• [Document text]:
Not surprisingly, Chinese historians have regarded the two Opium Wars as unjust impositions of foreign power on the weakened Qing empire. In the 20th century, the Republic of China made strenuous efforts to abolish what it called “unequal treaties.” It succeeded in removing most of them in World War II, but this phase of foreign imperialism only ended completely with the reversion of Hong Kong to China in 1997. Conventional textbooks even date the beginning of modern Chinese history from the end of the first Opium War in 1842.
Although the wars, opium trade, and treaties did reflect superior Western military force, focusing only on Western impositions on China gives us too narrow a picture of this period. This was not only a time of Western and Chinese conflict over trade, but a time of great global transformation in which China played one important role. The traders in opium included Britain, the U.S., Turkey, India, and Southeast Asia as well as domestic Chinese merchants. The origins of opium consumption in China are very old, and its first real boom as an item of consumption began after tobacco was introduced from the New World in the 16th century and Chinese smokers took a fancy to mixing it with the drug.
The Qing court was not in principle hostile to useful trade. In 1689 and 1727, the court had negotiated treaties with Russia to exchange furs from Siberia for tea, and allowed the Russians to live in a foreigners’ guest house in Beijing. Qing merchants and officials also traded extensively with Central Eurasian merchants from Bukhara and the Kazakh nomads for vital supplies of wool, horses, and meat. The court knew well the value of the southern coastal trade as well, since revenues from the Canton trade went directly into the Imperial Household department.

• [Records shown]:

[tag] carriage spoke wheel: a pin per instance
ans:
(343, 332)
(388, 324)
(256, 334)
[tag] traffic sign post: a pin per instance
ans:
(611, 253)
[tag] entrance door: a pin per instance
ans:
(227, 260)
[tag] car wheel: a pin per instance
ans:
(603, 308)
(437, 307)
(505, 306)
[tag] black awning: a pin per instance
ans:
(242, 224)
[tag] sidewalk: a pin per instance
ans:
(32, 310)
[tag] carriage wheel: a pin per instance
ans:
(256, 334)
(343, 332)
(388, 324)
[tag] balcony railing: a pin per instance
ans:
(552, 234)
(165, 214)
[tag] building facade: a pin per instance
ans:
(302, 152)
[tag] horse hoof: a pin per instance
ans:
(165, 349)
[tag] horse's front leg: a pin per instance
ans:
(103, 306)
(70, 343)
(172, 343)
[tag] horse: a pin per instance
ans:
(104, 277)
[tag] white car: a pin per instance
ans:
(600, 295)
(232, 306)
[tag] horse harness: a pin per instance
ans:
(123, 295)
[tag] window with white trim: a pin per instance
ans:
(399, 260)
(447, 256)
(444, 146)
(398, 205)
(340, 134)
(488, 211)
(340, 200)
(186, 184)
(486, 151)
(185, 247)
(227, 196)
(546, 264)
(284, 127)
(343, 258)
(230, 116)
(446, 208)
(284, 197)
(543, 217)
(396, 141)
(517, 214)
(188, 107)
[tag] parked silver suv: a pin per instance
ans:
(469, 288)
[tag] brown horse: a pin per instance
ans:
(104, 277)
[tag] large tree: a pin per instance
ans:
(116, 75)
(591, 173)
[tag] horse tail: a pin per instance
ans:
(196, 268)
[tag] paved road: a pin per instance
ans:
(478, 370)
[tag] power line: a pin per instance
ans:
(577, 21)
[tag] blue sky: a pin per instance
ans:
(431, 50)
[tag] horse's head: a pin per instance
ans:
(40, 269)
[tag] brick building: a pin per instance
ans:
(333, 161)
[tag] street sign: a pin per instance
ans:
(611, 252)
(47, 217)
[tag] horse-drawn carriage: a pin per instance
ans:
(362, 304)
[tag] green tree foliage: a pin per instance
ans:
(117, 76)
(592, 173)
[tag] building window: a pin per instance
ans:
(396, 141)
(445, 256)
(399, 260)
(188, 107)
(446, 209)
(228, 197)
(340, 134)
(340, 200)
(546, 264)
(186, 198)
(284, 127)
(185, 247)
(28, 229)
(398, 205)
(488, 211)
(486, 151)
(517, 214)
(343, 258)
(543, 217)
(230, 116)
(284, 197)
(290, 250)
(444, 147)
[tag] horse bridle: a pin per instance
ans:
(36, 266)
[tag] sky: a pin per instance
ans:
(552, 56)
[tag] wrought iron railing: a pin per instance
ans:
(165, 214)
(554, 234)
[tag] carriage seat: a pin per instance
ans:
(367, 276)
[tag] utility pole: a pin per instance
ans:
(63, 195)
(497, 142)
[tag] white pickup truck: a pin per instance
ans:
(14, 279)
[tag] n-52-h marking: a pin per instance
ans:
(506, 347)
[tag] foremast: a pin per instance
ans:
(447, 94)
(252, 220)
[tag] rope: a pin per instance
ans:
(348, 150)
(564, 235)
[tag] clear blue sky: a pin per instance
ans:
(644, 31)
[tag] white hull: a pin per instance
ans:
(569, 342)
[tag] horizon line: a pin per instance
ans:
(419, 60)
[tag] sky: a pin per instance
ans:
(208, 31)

• [Your objective]:
From the text on the Opium Wars, return the stretch from "Although the wars, opium" through "with the drug.", copied exactly.

• [Solution]:
Although the wars, opium trade, and treaties did reflect superior Western military force, focusing only on Western impositions on China gives us too narrow a picture of this period. This was not only a time of Western and Chinese conflict over trade, but a time of great global transformation in which China played one important role. The traders in opium included Britain, the U.S., Turkey, India, and Southeast Asia as well as domestic Chinese merchants. The origins of opium consumption in China are very old, and its first real boom as an item of consumption began after tobacco was introduced from the New World in the 16th century and Chinese smokers took a fancy to mixing it with the drug.